## Task instructions
Exactly reproduce the lines from the line that has "Guideline: for every instance of the gray hair, the" down to the last line of the entries, inclusive.

## Entries supplied
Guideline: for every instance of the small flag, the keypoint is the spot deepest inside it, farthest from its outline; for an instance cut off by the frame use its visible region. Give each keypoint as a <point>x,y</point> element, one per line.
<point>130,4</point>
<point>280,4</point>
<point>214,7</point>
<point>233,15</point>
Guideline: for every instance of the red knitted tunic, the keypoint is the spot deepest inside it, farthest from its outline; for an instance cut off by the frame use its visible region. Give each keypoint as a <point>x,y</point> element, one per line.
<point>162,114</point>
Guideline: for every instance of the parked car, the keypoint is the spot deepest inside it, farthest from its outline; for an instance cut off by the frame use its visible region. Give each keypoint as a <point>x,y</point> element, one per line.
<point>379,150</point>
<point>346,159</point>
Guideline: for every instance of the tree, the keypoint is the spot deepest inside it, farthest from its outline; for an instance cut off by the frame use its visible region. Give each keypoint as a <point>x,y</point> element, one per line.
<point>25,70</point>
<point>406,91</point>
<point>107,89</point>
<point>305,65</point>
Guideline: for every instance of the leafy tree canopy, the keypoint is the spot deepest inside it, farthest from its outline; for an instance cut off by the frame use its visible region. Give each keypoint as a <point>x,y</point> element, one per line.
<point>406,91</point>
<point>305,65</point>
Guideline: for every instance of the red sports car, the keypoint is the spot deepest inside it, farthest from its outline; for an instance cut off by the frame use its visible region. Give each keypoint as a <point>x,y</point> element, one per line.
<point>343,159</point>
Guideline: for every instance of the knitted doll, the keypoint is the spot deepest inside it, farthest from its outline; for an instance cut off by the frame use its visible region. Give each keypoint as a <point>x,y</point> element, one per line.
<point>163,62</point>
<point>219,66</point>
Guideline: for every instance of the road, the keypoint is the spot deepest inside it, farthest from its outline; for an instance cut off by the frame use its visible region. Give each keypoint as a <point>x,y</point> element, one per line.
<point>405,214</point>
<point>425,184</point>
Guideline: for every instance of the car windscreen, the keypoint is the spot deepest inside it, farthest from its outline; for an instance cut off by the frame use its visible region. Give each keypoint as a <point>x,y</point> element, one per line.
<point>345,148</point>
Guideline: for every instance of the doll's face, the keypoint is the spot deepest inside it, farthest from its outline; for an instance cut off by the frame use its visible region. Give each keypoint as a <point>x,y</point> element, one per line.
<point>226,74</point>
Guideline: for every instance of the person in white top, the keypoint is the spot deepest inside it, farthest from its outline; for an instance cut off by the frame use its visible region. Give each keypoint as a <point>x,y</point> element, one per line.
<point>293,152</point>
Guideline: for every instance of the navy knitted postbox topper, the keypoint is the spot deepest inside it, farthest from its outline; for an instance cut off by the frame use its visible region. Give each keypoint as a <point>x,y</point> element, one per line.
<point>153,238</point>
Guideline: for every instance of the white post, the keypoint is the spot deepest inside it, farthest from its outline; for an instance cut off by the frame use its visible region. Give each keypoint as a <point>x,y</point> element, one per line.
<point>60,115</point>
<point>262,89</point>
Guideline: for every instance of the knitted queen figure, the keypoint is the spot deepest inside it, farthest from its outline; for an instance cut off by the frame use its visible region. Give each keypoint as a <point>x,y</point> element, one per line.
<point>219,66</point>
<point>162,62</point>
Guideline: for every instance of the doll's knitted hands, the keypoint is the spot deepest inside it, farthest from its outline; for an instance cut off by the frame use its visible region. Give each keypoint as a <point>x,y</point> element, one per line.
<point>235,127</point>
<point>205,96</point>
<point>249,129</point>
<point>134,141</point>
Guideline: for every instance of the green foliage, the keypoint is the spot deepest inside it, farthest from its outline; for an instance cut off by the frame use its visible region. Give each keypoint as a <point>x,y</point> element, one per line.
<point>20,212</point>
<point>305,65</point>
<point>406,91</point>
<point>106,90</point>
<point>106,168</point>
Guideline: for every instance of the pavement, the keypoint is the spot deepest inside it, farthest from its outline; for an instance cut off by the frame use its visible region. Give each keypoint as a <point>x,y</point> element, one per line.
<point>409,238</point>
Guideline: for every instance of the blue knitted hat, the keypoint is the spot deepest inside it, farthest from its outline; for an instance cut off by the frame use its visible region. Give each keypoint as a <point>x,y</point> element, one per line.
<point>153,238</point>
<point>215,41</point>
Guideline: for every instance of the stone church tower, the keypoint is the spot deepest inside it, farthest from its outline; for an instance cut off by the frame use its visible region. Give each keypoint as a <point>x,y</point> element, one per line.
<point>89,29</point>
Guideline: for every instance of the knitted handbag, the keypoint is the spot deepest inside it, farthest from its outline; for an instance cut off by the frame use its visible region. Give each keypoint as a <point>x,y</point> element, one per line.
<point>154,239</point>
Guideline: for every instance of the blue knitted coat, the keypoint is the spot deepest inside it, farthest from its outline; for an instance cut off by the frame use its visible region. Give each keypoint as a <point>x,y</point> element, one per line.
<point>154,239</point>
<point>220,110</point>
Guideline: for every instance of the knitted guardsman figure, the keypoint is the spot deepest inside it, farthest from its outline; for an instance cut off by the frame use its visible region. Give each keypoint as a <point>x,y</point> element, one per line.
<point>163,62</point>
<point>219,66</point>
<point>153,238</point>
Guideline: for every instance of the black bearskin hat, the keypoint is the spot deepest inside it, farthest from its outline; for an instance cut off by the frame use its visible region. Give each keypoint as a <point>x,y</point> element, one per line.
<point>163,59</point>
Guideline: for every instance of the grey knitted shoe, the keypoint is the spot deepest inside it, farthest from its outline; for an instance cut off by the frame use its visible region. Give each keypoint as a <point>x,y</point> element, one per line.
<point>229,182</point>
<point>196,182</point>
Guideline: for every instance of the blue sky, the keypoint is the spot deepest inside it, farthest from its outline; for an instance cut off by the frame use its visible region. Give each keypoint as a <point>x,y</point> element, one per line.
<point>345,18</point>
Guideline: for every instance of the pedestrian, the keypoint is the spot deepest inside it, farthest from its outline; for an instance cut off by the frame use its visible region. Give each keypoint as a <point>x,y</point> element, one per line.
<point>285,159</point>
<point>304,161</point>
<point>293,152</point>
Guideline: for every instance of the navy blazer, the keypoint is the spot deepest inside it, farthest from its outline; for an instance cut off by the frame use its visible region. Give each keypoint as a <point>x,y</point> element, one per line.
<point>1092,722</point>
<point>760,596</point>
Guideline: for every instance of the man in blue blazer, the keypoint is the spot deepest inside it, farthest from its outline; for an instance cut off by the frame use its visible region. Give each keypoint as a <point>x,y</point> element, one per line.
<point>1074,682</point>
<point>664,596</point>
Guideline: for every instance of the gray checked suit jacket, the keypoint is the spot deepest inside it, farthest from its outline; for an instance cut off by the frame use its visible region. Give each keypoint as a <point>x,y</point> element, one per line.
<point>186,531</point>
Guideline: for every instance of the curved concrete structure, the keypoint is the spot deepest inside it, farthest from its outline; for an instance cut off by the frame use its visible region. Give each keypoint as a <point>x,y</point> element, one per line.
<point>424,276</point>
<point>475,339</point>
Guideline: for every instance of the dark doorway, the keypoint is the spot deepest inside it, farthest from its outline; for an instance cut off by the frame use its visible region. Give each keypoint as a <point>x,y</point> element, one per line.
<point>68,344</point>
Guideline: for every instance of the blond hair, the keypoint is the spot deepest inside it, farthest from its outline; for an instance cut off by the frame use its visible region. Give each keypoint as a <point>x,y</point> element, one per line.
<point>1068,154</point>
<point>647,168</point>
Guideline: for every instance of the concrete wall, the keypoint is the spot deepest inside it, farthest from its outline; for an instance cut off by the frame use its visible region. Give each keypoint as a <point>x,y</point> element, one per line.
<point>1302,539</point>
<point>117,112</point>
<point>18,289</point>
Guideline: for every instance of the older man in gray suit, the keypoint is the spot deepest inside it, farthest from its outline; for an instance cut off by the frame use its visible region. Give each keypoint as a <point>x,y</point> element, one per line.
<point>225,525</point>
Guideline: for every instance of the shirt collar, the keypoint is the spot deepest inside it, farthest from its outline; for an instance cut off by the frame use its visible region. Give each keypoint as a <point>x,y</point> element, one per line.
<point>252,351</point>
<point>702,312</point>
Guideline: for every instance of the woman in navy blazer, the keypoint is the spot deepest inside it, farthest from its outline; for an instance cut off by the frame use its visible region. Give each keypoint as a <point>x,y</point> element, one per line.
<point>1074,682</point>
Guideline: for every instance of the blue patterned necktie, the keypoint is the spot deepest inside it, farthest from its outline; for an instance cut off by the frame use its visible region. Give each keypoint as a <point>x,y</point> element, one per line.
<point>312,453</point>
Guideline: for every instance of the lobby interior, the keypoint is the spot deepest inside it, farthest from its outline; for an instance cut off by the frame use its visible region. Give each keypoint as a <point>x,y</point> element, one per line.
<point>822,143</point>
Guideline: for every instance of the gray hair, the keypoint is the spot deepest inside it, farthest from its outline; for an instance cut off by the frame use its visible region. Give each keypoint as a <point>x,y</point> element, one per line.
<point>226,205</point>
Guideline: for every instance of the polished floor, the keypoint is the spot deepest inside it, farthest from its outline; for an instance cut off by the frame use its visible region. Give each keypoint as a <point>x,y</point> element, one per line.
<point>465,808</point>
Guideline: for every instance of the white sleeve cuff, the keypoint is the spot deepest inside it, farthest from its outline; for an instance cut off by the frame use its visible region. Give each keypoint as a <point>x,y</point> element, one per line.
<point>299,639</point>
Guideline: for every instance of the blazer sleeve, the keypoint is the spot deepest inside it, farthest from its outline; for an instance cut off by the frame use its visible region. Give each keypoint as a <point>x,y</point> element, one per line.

## Reply to the exercise
Guideline: for every instance of the gray hair, the keypoint is the spot deepest inside it, farthest from its outline; for an instance cut off by the frame use its visible region. Give each keypoint as a <point>x,y</point> element, one per line.
<point>226,205</point>
Guideline: for every instance of the polished floor, the keypoint is the spot deepest inside it, farthest from its outline; for an instance cut off by the frame use its visible region. Give each keypoint as a <point>x,y</point> element, one per line.
<point>465,808</point>
Guideline: for every instance of the white sleeve cuff, the keypoint is the spot deepest inside it, farthest from its outline; for an instance cut off by the frame use its visible region. Give each keypoint as a <point>x,y</point> element, one per line.
<point>299,639</point>
Guideline: for every instance of the blazer sleeve, the keypoint is the spot deepest inside it, farthest from its outline; for an instance cut off by the frame use its visible region. Give each keypoint as a <point>x,y</point> element, one per line.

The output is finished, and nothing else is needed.